━━ Quoted text

Within a typhoon, another TokyoR Meetup! … well not really it turned out to be a false alarm and the weather was a wonderful 30 degrees Celsius with 800% humidity as usual in Tokyo. My gripes with the weather aside this month’s meetup was held at Cresco, an IT management strategy company, in their headquarters in Shinagawa, Tokyo.
In line with my previous round up posts:
I will be going over around half of all the talks. Hopefully, my efforts will help spread the vast knowledge of Japanese R users to the wider R community. Throughout I will also post helpful blog posts and links from other sources if you are interested in learning more about the topic of a certain talk. You can follow Tokyo.R by searching for the #TokyoR hashtag on Twitter.
Anyways…
Let’s get started!
BeginneR Session
As with every TokyoR meetup, we began with a set of beginner user focused talks:
Main Talks
ill_identified: Econometrics vs. Machine Learning
@ill_identified
gave a talk on a more general industry topic rather
than about R specifically by talking about the differences between econometrics and
machine learning/A.I. To start off he listed some good resources (in
English) to read from the economics/econometrics side of the discussion:
- Machine Learning: An Applied Econometric Approach - S. Mullainathan & J. Spiess
- Big Data: New Tricks for Econometrics - H. Varian
- Machine Learning Methods Economists Should Know About - S. Athey & G. Imbens
From looking at the methods that both fields use like multiple linear regression, logistic regression (GLMs), Monte-Carlo Markov Chain (MCMC), non-parametric regression, etc. it seems as though they might be the same thing… but an important distinction can be made in that:
- Economics/Econometrics == Causal Inference
- Machine Learning == Prediction
Frank Harrell in Road Map for Choosing Between Statistical Modeling and Machine Learning as well as Miguel Hernan in Data science is science’s second chance to get causal inference right: A classification of data science tasks discuss this in length if you want to take a look.

━━━━
━━ Data

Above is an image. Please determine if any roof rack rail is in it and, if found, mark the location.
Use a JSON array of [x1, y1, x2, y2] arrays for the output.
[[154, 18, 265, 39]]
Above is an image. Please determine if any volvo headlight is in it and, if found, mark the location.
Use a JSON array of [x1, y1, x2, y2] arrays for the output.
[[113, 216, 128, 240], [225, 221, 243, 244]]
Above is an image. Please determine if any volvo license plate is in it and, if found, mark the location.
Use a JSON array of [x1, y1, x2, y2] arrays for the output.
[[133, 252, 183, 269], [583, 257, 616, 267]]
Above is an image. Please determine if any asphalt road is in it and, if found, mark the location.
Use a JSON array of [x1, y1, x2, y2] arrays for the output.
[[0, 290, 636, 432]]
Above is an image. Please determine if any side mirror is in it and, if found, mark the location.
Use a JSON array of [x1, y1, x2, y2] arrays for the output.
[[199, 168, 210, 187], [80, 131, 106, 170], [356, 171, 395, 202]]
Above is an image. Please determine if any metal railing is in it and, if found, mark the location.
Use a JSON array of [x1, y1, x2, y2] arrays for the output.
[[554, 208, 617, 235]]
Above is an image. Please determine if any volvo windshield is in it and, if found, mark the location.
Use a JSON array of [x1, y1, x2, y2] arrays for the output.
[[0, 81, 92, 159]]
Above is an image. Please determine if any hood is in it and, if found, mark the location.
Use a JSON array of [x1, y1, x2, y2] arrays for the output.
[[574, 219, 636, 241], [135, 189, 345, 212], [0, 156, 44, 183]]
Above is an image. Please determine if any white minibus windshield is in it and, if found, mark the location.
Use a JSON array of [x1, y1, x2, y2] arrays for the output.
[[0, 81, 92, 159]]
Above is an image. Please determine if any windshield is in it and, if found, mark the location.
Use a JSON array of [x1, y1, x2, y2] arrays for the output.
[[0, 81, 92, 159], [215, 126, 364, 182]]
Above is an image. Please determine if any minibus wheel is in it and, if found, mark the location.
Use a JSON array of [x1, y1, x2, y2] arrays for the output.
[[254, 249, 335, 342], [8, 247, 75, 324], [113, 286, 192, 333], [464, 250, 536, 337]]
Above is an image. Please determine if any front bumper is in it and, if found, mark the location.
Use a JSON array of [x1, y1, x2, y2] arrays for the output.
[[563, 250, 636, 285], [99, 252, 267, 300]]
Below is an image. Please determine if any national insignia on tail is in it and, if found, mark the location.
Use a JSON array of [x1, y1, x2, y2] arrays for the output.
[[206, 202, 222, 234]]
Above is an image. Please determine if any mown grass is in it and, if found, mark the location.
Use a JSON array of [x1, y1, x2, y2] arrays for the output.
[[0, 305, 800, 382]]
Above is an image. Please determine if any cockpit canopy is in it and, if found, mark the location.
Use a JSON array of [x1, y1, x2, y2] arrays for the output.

━━━━

Work to do:
a. Return, word for word, the passage of the TokyoR meetup recap starting with "In line with" and going on through "hashtag on Twitter.".
b. Supply the next part of the TokyoR meetup recap, picking up right after its final sentence.

Per-task answers:
a.
In line with my previous round up posts:
I will be going over around half of all the talks. Hopefully, my efforts will help spread the vast knowledge of Japanese R users to the wider R community. Throughout I will also post helpful blog posts and links from other sources if you are interested in learning more about the topic of a certain talk. You can follow Tokyo.R by searching for the #TokyoR hashtag on Twitter.

b.
@ill_identified
then took us through a couple examples of causal
inference from a variety of economics research focusing on the spread
and popularity of Randomized Control Trials (RCTs) and
Difference-In-Differences (DID) in the field.
There was a talk on DID at last year’s Japan.R Conference that you can find here!
From the side of machine learning, Athey (2018) talked about how up to the present, economists have been trying to fit their model to the entirety of the data available to them, leading to potential problems of over-fitting. To counteract this problem Athey notes how the field can learn from machine learning by using cross-validation techniques and penalized models.
For causal inference from the machine learning side of the discussion,
@ill_identified
talked about Judea Pearl’s answer of Quora to the
question, “What are the differences between econometrics, statistics,
and machine
learning?”.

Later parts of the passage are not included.